» **Document section**
Issue No. 758
The Corona Crunch
Pushing Back: Inside This Issue
It’s not just a problem for Chinese airlines anymore. Or just airlines in Asia. The Covid-19 virus outbreak is now obliterating demand for travel across the entire world. Suddenly, airlines even hearty and healthy just a week earlier find themselves burning through cash as planes to cities like Milan and Seoul run empty, and as ticket sales evaporate. For the already distressed, the virus could prove lethal, as it already has for one small U.K. carrier: Flybe.
There’s still a chance for the industry to surmount the crisis with just some first and maybe second quarter bruises, if the outbreak slows and life returns to normal by early summer. Perhaps it’s just airline demand delayed, not destroyed. China, it seems, shows some faint signs of a rebound. But right now, the world is a scene of cancelled business meetings, cancelled trips, panicked travelers, government travel warnings, disrupted economies, and tanking stock markets.
And events are moving fast — just as Skift Airline Weekly is preparing to publish, Air New Zealand is scrapping its financial guidance, Korean Air is expressing concerns about its survival, JetBlue is announcing emergency measures to preserve cash, and oil prices are taking another huge tumble. Financial markets open the week in disarray.

» **What to produce**
Translate into Spanish this sentence from the newsletter issue on airlines and the virus outbreak: "The Covid-19 virus outbreak is now obliterating demand for travel across the entire world." The entries that come next are separate material, unrelated to the newsletter issue.

» **Provided data**
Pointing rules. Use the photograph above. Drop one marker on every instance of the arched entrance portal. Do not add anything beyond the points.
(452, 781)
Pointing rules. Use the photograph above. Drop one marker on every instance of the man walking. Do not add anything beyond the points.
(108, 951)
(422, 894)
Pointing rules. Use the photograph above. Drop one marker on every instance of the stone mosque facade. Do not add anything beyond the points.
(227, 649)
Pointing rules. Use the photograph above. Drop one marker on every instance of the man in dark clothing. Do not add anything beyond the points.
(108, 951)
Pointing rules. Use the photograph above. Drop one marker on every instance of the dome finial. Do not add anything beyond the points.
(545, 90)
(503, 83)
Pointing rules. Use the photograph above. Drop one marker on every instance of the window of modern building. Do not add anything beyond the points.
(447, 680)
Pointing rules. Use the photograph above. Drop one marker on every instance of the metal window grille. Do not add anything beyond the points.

...

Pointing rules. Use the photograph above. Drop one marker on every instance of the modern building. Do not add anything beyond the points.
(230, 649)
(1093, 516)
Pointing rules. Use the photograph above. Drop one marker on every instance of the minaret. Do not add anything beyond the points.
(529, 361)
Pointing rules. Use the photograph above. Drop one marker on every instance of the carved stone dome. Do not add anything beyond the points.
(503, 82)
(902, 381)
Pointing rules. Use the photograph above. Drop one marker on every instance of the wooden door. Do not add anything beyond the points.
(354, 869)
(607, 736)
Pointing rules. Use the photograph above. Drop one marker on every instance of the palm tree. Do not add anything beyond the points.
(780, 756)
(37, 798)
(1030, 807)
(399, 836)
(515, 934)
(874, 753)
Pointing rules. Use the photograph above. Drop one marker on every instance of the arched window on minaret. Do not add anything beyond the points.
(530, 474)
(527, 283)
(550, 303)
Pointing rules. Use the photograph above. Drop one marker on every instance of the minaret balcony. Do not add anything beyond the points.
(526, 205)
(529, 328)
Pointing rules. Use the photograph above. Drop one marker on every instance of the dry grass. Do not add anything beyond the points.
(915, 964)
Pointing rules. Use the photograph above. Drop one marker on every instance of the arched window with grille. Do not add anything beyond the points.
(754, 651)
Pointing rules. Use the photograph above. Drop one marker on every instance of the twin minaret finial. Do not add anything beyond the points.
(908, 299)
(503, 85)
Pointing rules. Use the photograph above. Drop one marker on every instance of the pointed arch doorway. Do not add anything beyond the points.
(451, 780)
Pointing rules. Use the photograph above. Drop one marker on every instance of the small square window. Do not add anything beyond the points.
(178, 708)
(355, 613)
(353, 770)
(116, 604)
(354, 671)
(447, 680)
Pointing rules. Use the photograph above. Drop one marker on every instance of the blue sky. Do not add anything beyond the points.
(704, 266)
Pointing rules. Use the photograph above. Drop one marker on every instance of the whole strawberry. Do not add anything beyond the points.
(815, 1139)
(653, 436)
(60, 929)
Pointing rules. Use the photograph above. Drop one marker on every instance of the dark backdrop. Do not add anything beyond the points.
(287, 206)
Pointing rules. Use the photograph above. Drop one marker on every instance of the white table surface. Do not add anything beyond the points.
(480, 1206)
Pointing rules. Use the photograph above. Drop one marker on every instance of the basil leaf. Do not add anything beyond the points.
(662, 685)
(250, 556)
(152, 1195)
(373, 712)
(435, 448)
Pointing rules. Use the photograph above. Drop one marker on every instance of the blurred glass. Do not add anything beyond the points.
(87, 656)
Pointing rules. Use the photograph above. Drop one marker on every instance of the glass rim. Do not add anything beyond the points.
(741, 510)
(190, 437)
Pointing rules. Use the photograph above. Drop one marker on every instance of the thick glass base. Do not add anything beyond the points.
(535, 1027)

» **Solved exercise**
El brote del virus Covid-19 está ahora aniquilando la demanda de viajes en todo el mundo.